Exercise>
Write out the material again word for word, dropping any images it holds.
━━━ Dataset entries ━━━
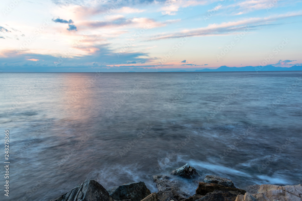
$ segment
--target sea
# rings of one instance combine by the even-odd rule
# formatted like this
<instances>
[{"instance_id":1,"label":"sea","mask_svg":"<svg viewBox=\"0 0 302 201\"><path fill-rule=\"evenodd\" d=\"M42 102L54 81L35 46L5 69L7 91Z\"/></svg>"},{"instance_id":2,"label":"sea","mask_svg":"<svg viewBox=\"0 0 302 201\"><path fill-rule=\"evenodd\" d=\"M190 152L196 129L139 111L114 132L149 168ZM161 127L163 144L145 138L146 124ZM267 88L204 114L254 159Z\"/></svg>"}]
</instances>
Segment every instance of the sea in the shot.
<instances>
[{"instance_id":1,"label":"sea","mask_svg":"<svg viewBox=\"0 0 302 201\"><path fill-rule=\"evenodd\" d=\"M187 163L200 181L301 183L301 76L1 73L1 197L6 180L9 190L1 200L47 201L88 179L106 189L144 181L157 192L153 175Z\"/></svg>"}]
</instances>

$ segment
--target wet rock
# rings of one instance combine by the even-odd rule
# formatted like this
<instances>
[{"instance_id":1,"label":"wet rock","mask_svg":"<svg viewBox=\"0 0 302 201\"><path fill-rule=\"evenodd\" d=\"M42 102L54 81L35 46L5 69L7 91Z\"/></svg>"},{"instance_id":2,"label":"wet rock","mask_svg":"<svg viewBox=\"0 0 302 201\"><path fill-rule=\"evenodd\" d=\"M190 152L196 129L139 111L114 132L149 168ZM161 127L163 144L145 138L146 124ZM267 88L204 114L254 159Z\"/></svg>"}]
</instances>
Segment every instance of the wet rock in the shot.
<instances>
[{"instance_id":1,"label":"wet rock","mask_svg":"<svg viewBox=\"0 0 302 201\"><path fill-rule=\"evenodd\" d=\"M178 201L190 196L188 192L181 189L182 184L179 181L173 180L170 177L155 175L153 176L153 180L158 189L158 198L162 201Z\"/></svg>"},{"instance_id":2,"label":"wet rock","mask_svg":"<svg viewBox=\"0 0 302 201\"><path fill-rule=\"evenodd\" d=\"M182 167L172 171L170 173L172 175L178 175L187 179L192 179L199 176L196 169L187 163Z\"/></svg>"},{"instance_id":3,"label":"wet rock","mask_svg":"<svg viewBox=\"0 0 302 201\"><path fill-rule=\"evenodd\" d=\"M215 190L208 193L202 198L196 201L235 201L240 193L237 191L226 191Z\"/></svg>"},{"instance_id":4,"label":"wet rock","mask_svg":"<svg viewBox=\"0 0 302 201\"><path fill-rule=\"evenodd\" d=\"M243 195L238 195L235 201L257 201L254 196L247 192Z\"/></svg>"},{"instance_id":5,"label":"wet rock","mask_svg":"<svg viewBox=\"0 0 302 201\"><path fill-rule=\"evenodd\" d=\"M260 189L260 185L257 184L255 185L249 186L244 189L246 192L250 194L255 194L258 192L258 190Z\"/></svg>"},{"instance_id":6,"label":"wet rock","mask_svg":"<svg viewBox=\"0 0 302 201\"><path fill-rule=\"evenodd\" d=\"M141 201L160 201L156 193L152 193Z\"/></svg>"},{"instance_id":7,"label":"wet rock","mask_svg":"<svg viewBox=\"0 0 302 201\"><path fill-rule=\"evenodd\" d=\"M186 199L182 200L181 201L195 201L197 199L201 198L204 196L198 194L194 194L193 196L189 197Z\"/></svg>"},{"instance_id":8,"label":"wet rock","mask_svg":"<svg viewBox=\"0 0 302 201\"><path fill-rule=\"evenodd\" d=\"M230 180L214 175L207 175L204 179L204 182L216 184L231 188L236 188L233 182Z\"/></svg>"},{"instance_id":9,"label":"wet rock","mask_svg":"<svg viewBox=\"0 0 302 201\"><path fill-rule=\"evenodd\" d=\"M243 195L246 193L246 191L244 190L239 188L227 187L215 184L200 182L198 187L196 189L196 194L201 195L205 195L207 193L211 193L215 190L222 191L238 191L240 194Z\"/></svg>"},{"instance_id":10,"label":"wet rock","mask_svg":"<svg viewBox=\"0 0 302 201\"><path fill-rule=\"evenodd\" d=\"M87 180L60 197L51 201L114 201L106 190L95 180Z\"/></svg>"},{"instance_id":11,"label":"wet rock","mask_svg":"<svg viewBox=\"0 0 302 201\"><path fill-rule=\"evenodd\" d=\"M117 200L130 199L131 201L140 201L151 194L143 181L125 184L107 191L112 198Z\"/></svg>"},{"instance_id":12,"label":"wet rock","mask_svg":"<svg viewBox=\"0 0 302 201\"><path fill-rule=\"evenodd\" d=\"M264 184L260 186L258 192L258 193L253 195L258 201L302 200L302 186L301 184L283 186Z\"/></svg>"}]
</instances>

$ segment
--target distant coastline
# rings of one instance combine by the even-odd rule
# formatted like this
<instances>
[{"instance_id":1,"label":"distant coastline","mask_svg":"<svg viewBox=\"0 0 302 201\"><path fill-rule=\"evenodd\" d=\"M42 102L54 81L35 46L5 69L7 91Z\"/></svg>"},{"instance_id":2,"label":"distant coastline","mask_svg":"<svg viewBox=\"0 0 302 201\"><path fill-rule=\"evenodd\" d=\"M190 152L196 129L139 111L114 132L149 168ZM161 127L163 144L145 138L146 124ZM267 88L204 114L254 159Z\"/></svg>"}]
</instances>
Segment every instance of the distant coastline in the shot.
━━━
Response to the exercise>
$ segment
--target sea
# rings of one instance combine by the even-odd rule
# formatted like this
<instances>
[{"instance_id":1,"label":"sea","mask_svg":"<svg viewBox=\"0 0 302 201\"><path fill-rule=\"evenodd\" d=\"M42 102L54 81L35 46L5 69L7 91Z\"/></svg>"},{"instance_id":2,"label":"sea","mask_svg":"<svg viewBox=\"0 0 302 201\"><path fill-rule=\"evenodd\" d=\"M190 152L196 129L139 111L114 132L149 168ZM161 127L163 144L145 138L146 124ZM267 88L204 114L254 159Z\"/></svg>"}]
</instances>
Segment every instance of the sea in the shot.
<instances>
[{"instance_id":1,"label":"sea","mask_svg":"<svg viewBox=\"0 0 302 201\"><path fill-rule=\"evenodd\" d=\"M187 163L200 181L301 183L301 76L1 73L1 197L6 180L9 190L1 200L47 201L88 179L106 189L144 181L157 192L153 175Z\"/></svg>"}]
</instances>

$ segment
--target wet rock
# rings of one instance combine by the even-odd rule
# formatted like this
<instances>
[{"instance_id":1,"label":"wet rock","mask_svg":"<svg viewBox=\"0 0 302 201\"><path fill-rule=\"evenodd\" d=\"M42 102L54 81L35 46L5 69L7 91Z\"/></svg>"},{"instance_id":2,"label":"wet rock","mask_svg":"<svg viewBox=\"0 0 302 201\"><path fill-rule=\"evenodd\" d=\"M190 152L196 129L139 111L114 132L149 168ZM161 127L163 144L145 138L146 124ZM267 88L204 114L254 159Z\"/></svg>"}]
</instances>
Segment every instance of the wet rock in the shot.
<instances>
[{"instance_id":1,"label":"wet rock","mask_svg":"<svg viewBox=\"0 0 302 201\"><path fill-rule=\"evenodd\" d=\"M178 201L190 196L188 192L181 189L182 184L179 181L173 180L170 177L155 175L153 176L153 180L158 189L158 198L162 201Z\"/></svg>"},{"instance_id":2,"label":"wet rock","mask_svg":"<svg viewBox=\"0 0 302 201\"><path fill-rule=\"evenodd\" d=\"M182 167L172 171L170 173L172 175L178 175L187 179L192 179L199 176L196 169L187 163Z\"/></svg>"},{"instance_id":3,"label":"wet rock","mask_svg":"<svg viewBox=\"0 0 302 201\"><path fill-rule=\"evenodd\" d=\"M215 190L208 193L202 198L196 201L235 201L240 193L237 191L226 191Z\"/></svg>"},{"instance_id":4,"label":"wet rock","mask_svg":"<svg viewBox=\"0 0 302 201\"><path fill-rule=\"evenodd\" d=\"M243 195L238 195L235 201L257 201L254 196L247 192Z\"/></svg>"},{"instance_id":5,"label":"wet rock","mask_svg":"<svg viewBox=\"0 0 302 201\"><path fill-rule=\"evenodd\" d=\"M260 189L260 185L257 184L255 185L249 186L244 189L246 192L250 194L255 194L258 192L258 190Z\"/></svg>"},{"instance_id":6,"label":"wet rock","mask_svg":"<svg viewBox=\"0 0 302 201\"><path fill-rule=\"evenodd\" d=\"M141 201L160 201L156 193L152 193Z\"/></svg>"},{"instance_id":7,"label":"wet rock","mask_svg":"<svg viewBox=\"0 0 302 201\"><path fill-rule=\"evenodd\" d=\"M186 199L182 200L181 201L195 201L197 199L201 198L204 196L198 194L194 194L193 196L189 197Z\"/></svg>"},{"instance_id":8,"label":"wet rock","mask_svg":"<svg viewBox=\"0 0 302 201\"><path fill-rule=\"evenodd\" d=\"M230 180L214 175L207 175L204 179L204 182L216 184L231 188L236 188L233 182Z\"/></svg>"},{"instance_id":9,"label":"wet rock","mask_svg":"<svg viewBox=\"0 0 302 201\"><path fill-rule=\"evenodd\" d=\"M243 195L246 193L246 191L244 190L239 188L227 187L215 184L200 182L198 187L196 189L196 194L201 195L205 195L207 193L211 193L215 190L222 191L238 191L240 194Z\"/></svg>"},{"instance_id":10,"label":"wet rock","mask_svg":"<svg viewBox=\"0 0 302 201\"><path fill-rule=\"evenodd\" d=\"M87 180L60 197L51 201L114 201L106 190L95 180Z\"/></svg>"},{"instance_id":11,"label":"wet rock","mask_svg":"<svg viewBox=\"0 0 302 201\"><path fill-rule=\"evenodd\" d=\"M117 200L130 199L131 201L140 201L151 194L143 181L125 184L107 191L112 198Z\"/></svg>"},{"instance_id":12,"label":"wet rock","mask_svg":"<svg viewBox=\"0 0 302 201\"><path fill-rule=\"evenodd\" d=\"M264 184L260 186L258 192L258 193L253 195L258 201L302 200L302 186L301 184L283 186Z\"/></svg>"}]
</instances>

$ segment
--target distant coastline
# rings of one instance combine by the even-odd rule
# formatted like this
<instances>
[{"instance_id":1,"label":"distant coastline","mask_svg":"<svg viewBox=\"0 0 302 201\"><path fill-rule=\"evenodd\" d=\"M42 102L54 81L35 46L5 69L7 91Z\"/></svg>"},{"instance_id":2,"label":"distant coastline","mask_svg":"<svg viewBox=\"0 0 302 201\"><path fill-rule=\"evenodd\" d=\"M190 152L196 129L139 111L114 132L149 168ZM161 127L163 144L145 138L146 124ZM267 88L204 114L254 159Z\"/></svg>"}]
</instances>
Segment every instance of the distant coastline in the shot.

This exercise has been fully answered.